* _Instructions for the task_
What is needed is an exact copy of the records, with the images left out.

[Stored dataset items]
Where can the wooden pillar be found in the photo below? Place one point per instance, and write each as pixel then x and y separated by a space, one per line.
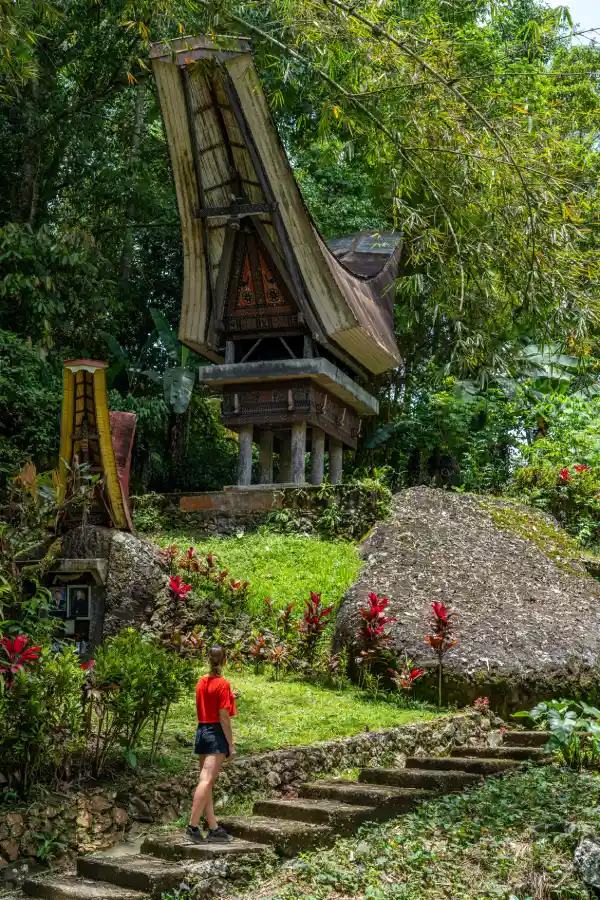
pixel 285 460
pixel 336 452
pixel 266 457
pixel 317 456
pixel 245 455
pixel 299 452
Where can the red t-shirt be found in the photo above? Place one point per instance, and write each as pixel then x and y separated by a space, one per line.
pixel 213 693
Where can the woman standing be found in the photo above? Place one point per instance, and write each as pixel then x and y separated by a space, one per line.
pixel 215 704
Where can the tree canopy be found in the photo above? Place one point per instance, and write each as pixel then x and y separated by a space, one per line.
pixel 470 127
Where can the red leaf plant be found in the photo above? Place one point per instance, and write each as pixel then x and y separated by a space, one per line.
pixel 239 588
pixel 284 621
pixel 190 562
pixel 18 655
pixel 371 636
pixel 178 587
pixel 406 677
pixel 440 638
pixel 258 650
pixel 313 624
pixel 169 556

* _Solution for this task_
Where can the wooden pillar be found in the photo below? Place one point per instance, and write each as pixel then x and y separated by a space, one per line.
pixel 285 460
pixel 336 452
pixel 266 457
pixel 317 456
pixel 245 455
pixel 299 452
Where can the red t-shirt be found in the photo above? Place one point per instance, and write each as pixel then x and y separated by a space, one per line.
pixel 213 693
Where can the woman standing be found in the photo above? Place one point per instance, and write each as pixel then x and y separated by a space, one per line.
pixel 215 704
Where can the tree canopy be found in the photo above? Place one point per instance, and write each as pixel then x and y separated by a space, one per line.
pixel 470 127
Where can the red leaf plant be found in the photo above? Place one point per instance, and write each as pixel then x and y separated by a space, one per line.
pixel 239 588
pixel 284 621
pixel 190 562
pixel 18 655
pixel 371 636
pixel 178 587
pixel 406 677
pixel 440 638
pixel 258 650
pixel 313 624
pixel 169 556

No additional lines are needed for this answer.